_Exercise brief_. Reproduce all entries verbatim, with nothing added or dropped.

— Begin —

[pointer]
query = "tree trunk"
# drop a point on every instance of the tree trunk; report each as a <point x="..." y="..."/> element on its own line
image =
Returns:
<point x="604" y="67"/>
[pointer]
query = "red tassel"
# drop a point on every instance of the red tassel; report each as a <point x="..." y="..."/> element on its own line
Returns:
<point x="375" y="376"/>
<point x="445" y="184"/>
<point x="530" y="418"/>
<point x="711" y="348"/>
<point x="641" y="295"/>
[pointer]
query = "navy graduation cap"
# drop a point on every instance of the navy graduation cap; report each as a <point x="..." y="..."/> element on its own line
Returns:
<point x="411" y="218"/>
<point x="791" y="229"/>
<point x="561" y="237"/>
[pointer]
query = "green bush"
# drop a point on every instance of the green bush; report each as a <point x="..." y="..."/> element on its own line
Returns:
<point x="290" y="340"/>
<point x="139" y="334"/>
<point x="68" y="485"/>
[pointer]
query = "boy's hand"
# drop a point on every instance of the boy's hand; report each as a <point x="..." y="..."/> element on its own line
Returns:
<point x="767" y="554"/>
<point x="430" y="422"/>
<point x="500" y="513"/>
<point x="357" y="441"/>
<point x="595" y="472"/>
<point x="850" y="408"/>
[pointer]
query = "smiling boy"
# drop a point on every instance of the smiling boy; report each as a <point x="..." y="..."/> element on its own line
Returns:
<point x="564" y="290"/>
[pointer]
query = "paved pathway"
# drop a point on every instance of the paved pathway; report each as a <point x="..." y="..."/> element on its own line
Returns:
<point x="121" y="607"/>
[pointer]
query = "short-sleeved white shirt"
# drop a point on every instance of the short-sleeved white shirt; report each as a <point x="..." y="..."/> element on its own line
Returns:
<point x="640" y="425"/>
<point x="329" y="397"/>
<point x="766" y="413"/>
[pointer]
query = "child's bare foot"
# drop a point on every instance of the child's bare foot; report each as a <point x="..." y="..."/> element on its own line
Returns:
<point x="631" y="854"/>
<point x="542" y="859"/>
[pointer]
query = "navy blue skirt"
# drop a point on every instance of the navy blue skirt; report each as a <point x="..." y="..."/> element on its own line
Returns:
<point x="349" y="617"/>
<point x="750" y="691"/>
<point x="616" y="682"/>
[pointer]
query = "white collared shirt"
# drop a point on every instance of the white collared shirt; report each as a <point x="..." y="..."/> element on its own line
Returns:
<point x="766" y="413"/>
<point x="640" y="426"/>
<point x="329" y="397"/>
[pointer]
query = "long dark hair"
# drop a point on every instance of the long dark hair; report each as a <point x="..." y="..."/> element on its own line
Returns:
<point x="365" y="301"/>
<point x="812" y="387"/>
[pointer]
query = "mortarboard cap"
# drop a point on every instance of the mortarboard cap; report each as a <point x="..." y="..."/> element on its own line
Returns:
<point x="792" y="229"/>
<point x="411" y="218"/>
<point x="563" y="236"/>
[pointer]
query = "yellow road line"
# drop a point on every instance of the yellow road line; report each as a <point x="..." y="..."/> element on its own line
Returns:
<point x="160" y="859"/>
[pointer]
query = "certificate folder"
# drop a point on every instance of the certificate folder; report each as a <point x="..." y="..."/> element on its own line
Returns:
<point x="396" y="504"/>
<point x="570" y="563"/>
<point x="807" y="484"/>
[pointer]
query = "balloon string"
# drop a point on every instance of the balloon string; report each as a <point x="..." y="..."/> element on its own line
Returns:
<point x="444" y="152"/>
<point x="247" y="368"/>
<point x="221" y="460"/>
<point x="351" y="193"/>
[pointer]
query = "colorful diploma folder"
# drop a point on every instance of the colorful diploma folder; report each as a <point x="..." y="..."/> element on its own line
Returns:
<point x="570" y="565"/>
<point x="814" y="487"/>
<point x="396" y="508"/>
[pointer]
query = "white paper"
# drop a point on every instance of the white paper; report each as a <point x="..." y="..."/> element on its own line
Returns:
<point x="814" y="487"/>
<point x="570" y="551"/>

— End —

_Worked solution_.
[pointer]
query = "tree trunk"
# drop a point on every instance of the tree trunk; report each as a <point x="..." y="..."/> element on its own line
image =
Returns:
<point x="604" y="67"/>
[pointer]
query = "red tassel"
# drop a point on every instance of the red tassel; report each as a <point x="..." y="..."/> element on its own line
Returns:
<point x="375" y="376"/>
<point x="445" y="184"/>
<point x="530" y="418"/>
<point x="711" y="348"/>
<point x="641" y="295"/>
[pointer]
query = "navy graduation cap"
# drop a point on every instance of the navy graduation cap; report each as a <point x="..." y="..."/> element on its own line
Returns:
<point x="411" y="218"/>
<point x="791" y="229"/>
<point x="561" y="237"/>
[pointer]
query = "green bush"
# drop a point on every instance of the green bush; report each as a <point x="..." y="..."/> element on its own line
Returns:
<point x="290" y="340"/>
<point x="139" y="334"/>
<point x="68" y="485"/>
[pointer]
query = "boy's hand"
# drop a point on every instance of the boy's hand; report each as a <point x="..." y="..."/> element on its own line
Returns:
<point x="767" y="554"/>
<point x="430" y="422"/>
<point x="500" y="513"/>
<point x="357" y="441"/>
<point x="595" y="472"/>
<point x="850" y="408"/>
[pointer]
query = "smiling boy"
# drop a point on every instance of the smiling boy; report each as a <point x="..." y="..."/> element on its own line
Returns:
<point x="564" y="290"/>
[pointer]
query = "paved pathway"
# drop a point on every instance of the paved pathway; report each as a <point x="..." y="..."/> element on its own line
Returns:
<point x="121" y="607"/>
[pointer]
query = "short-sleeved white shirt"
# drop a point on every instance of the short-sleeved white shirt; report each as a <point x="..." y="..."/> element on its own line
Returns:
<point x="640" y="425"/>
<point x="329" y="397"/>
<point x="766" y="413"/>
[pointer]
query = "child's bare foot"
# drop a point on every instance of the child's bare foot; report each as a <point x="..." y="..."/> element on its own line
Returns:
<point x="631" y="854"/>
<point x="542" y="859"/>
[pointer]
query = "navy blue skirt"
# drop a point on every instance of the navy blue skirt; report each as a <point x="..." y="..."/> element on its own line
Returns:
<point x="349" y="617"/>
<point x="750" y="691"/>
<point x="616" y="682"/>
[pointer]
query = "white collared shirt"
# drop a point on every instance of the white collared shirt; report each as a <point x="..." y="..."/> element on its own line
Returns:
<point x="766" y="413"/>
<point x="640" y="426"/>
<point x="329" y="397"/>
[pointer]
query = "long dark hair"
# drop a point on every instance of the long dark hair; report each as a <point x="..." y="..."/> element on its own line
Returns:
<point x="365" y="301"/>
<point x="812" y="387"/>
[pointer]
query = "mortarboard cap"
# drop a point on every instance of the mortarboard cap; report each as a <point x="..." y="..."/> element on its own line
Returns:
<point x="792" y="229"/>
<point x="411" y="218"/>
<point x="563" y="236"/>
[pointer]
query = "yellow road line"
# drop a point on every instance of the yellow road line; report each as a <point x="..." y="..."/> element on its own line
Returns:
<point x="160" y="859"/>
[pointer]
query = "certificate folder"
# drop a point on every instance of the certificate folder; report each as a <point x="..." y="..."/> element on its own line
Returns:
<point x="396" y="504"/>
<point x="570" y="563"/>
<point x="807" y="484"/>
[pointer]
query = "balloon string"
# drop a point on every instance of the balloon string; report each as a <point x="..." y="..."/> element on its own line
Returns:
<point x="444" y="152"/>
<point x="247" y="368"/>
<point x="221" y="460"/>
<point x="351" y="193"/>
[pointer]
query = "colorful diploma folder"
# drop a point on every instance of the colorful diploma folder; report each as a <point x="..." y="..."/> element on its own line
Returns:
<point x="570" y="565"/>
<point x="814" y="487"/>
<point x="396" y="508"/>
[pointer]
query = "white paper"
# drop a point on every instance of the white paper; report each as a <point x="..." y="..."/> element on its own line
Returns:
<point x="814" y="487"/>
<point x="570" y="551"/>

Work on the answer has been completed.